WHAT YOU HAVE TO DO ▸ Render the material below as a numbered list, one line per item, with blank lines omitted.

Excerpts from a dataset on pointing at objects
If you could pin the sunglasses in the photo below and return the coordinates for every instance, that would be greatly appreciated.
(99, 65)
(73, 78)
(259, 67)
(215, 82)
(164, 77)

ANSWER IN FULL ▸
1. If you could pin the sunglasses in the photo below and return the coordinates for every instance, that would be greatly appreciated.
2. (99, 65)
3. (73, 78)
4. (259, 67)
5. (215, 82)
6. (164, 77)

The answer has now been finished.